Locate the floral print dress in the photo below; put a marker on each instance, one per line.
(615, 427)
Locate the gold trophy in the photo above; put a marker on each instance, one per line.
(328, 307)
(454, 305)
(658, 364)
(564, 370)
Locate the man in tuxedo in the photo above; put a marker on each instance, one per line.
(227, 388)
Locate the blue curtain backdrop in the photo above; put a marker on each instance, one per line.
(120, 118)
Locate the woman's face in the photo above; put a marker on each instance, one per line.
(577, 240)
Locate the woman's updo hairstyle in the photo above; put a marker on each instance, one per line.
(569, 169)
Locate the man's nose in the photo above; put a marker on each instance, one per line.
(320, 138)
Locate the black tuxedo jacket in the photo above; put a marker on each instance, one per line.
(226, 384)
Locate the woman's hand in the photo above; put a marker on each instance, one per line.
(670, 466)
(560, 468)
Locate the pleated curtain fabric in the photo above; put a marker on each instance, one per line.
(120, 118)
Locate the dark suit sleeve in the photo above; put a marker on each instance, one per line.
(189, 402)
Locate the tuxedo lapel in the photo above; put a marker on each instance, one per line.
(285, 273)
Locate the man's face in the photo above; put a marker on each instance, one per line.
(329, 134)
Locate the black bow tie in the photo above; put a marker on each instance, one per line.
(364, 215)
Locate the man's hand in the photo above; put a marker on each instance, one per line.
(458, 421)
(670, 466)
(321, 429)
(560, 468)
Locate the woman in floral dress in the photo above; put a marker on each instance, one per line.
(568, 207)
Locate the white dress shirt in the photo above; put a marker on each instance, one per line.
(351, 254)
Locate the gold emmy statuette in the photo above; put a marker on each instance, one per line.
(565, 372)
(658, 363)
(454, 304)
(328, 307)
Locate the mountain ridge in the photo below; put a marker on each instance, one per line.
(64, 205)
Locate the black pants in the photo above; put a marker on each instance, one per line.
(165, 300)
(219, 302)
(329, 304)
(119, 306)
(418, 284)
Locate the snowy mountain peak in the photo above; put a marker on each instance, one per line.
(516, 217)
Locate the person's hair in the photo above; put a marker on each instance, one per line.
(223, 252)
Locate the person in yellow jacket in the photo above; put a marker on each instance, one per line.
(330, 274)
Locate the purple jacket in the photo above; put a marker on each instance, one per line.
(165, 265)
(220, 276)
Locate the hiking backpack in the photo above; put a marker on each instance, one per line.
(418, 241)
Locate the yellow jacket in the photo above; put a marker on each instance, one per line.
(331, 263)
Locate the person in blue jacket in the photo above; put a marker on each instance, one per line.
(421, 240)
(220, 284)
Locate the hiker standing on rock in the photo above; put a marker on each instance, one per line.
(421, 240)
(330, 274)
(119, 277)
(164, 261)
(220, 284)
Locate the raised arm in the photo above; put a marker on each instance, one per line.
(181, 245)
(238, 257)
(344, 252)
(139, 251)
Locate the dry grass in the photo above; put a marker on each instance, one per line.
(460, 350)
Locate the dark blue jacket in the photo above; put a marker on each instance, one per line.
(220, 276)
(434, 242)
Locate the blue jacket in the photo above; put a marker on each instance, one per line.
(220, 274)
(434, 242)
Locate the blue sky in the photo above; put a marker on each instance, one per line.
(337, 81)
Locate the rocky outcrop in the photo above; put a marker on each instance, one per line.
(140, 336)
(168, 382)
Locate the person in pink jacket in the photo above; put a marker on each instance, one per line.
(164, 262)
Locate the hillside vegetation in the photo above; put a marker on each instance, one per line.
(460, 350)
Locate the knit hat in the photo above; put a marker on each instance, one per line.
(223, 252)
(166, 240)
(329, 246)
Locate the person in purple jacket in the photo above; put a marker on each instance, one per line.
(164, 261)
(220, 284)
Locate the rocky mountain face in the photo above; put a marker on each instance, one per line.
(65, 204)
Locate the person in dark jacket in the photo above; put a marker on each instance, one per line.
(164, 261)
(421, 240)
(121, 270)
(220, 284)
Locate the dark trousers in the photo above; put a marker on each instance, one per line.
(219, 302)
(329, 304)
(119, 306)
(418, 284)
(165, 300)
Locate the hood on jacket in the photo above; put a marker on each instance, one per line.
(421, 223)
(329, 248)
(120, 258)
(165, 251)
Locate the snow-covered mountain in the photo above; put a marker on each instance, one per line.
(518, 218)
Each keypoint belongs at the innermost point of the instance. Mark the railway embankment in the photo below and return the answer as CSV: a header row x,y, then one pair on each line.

| WORK TO COMPLETE |
Copy the records exactly, keeping every word in place.

| OUTPUT OF THE TASK |
Locate the floral print dress in the photo below; put a marker on each instance, one per line.
(615, 427)
Locate the gold trophy in the photo above; put a marker on each instance, one per line.
(328, 307)
(454, 305)
(658, 364)
(564, 370)
Locate the man in tuxedo in the photo above; put a marker on each instance, one per line.
(227, 388)
Locate the blue curtain backdrop in the photo above; put a marker on each instance, one per line.
(120, 118)
Locate the woman's face in the photo above; put a marker on each instance, one per line.
(577, 240)
Locate the woman's updo hairstyle in the photo above; put a marker on each instance, one per line.
(569, 169)
Locate the man's nose in the photo above; put a marker on each instance, one per line.
(320, 138)
Locate the black tuxedo jacket in the photo above; put a marker on each instance, one per line.
(226, 384)
Locate the woman's hand in the photo above; put a marker on each instance, one per line.
(670, 466)
(560, 468)
Locate the pleated curtain fabric in the photo above; put a marker on each instance, one per line.
(120, 118)
Locate the dark suit sleeve in the photo above; put a marker on each instance, one per line.
(189, 402)
Locate the tuxedo lapel in the photo above; put a marker on each instance, one per line.
(285, 273)
Locate the man's face in the photo above; put a marker on each instance, one per line.
(329, 134)
Locate the black bow tie in the photo above; put a marker on each instance, one per line.
(364, 215)
Locate the man's hand in the photo above; put a marker on each instance, one per line.
(458, 421)
(670, 466)
(321, 429)
(560, 468)
Locate the woman in floral dress in the photo above; put a marker on each instance, one per line.
(568, 207)
Locate the white dress shirt in the photo above; put a marker on each instance, one per line.
(351, 254)
Locate the gold emmy statuette in the photo above; put a marker on each instance, one per line.
(565, 372)
(658, 363)
(454, 304)
(328, 307)
Locate the mountain ridge in the photo below; put a marker on each instance, one per line.
(64, 205)
Locate the black pants in the photo above; put a marker on each instance, one per line.
(165, 300)
(219, 302)
(329, 304)
(119, 306)
(418, 284)
Locate the snowy mountain peak in the photo above; put a marker on each instance, one per line.
(516, 217)
Locate the person's hair in the photo above; put a marker on each instance, one per line.
(223, 252)
Locate the person in yellow jacket in the photo above; put a marker on each instance, one per line.
(330, 274)
Locate the purple jacket in the photo above; put a marker on each instance, one per line.
(165, 265)
(220, 276)
Locate the hiking backpack in the photo above; put a marker on each instance, one per line.
(418, 241)
Locate the yellow jacket in the photo above; put a marker on each instance, one per line.
(331, 263)
Locate the person in blue jacket in the photo above; put a marker on each instance, one per line.
(421, 240)
(220, 284)
Locate the hiker standing on rock in the photo above; put a marker on each instance, one per line.
(421, 240)
(330, 274)
(119, 277)
(164, 261)
(220, 284)
Locate the raised arm in the photo above; put a marker on each instance, one per line.
(181, 245)
(238, 257)
(344, 252)
(139, 251)
Locate the dry grass in the photo above; put a marker on each instance, one per line.
(460, 350)
Locate the dark blue jacket in the photo above; put a marker on each instance, one per line.
(220, 276)
(434, 242)
Locate the blue jacket in the photo above; put a marker on each instance, one per line.
(220, 274)
(434, 242)
Locate the blue sky in the photo above; put a marker on each instance, one per line.
(337, 81)
Locate the rocky outcrop in the photo above; put a marker on each instance, one per line.
(140, 336)
(168, 382)
Locate the person in pink jacket in the photo above; put a marker on each instance, one per line.
(164, 262)
Locate the hillside vegetation in the photo above; put a marker on each instance, one per line.
(460, 350)
Locate the knit hat in the photo above; put a marker on each instance, one per line.
(223, 252)
(166, 240)
(329, 246)
Locate the person in purple jacket in the photo above; put a marker on each instance, one per line.
(164, 261)
(220, 284)
Locate the rocky mountain face in the photo above; put a marker on each instance, one per line.
(65, 204)
Locate the person in dark jacket in the photo above; put a marker on each instance, one per line.
(164, 261)
(421, 240)
(121, 270)
(220, 284)
Locate the dark trousers in the photo above; put a marker on each instance, one per line.
(219, 302)
(329, 304)
(119, 306)
(418, 284)
(165, 300)
Locate the hood on jacket in the photo above; put a marker on each instance, one per line.
(421, 223)
(329, 248)
(120, 258)
(165, 251)
Locate the snow-covered mountain in the photo above; put a marker on each instance, one per line.
(518, 218)
Each keypoint belongs at the innermost point of the instance. Mark the railway embankment in the photo below and return the answer as CSV: a header row x,y, then one pair on each line.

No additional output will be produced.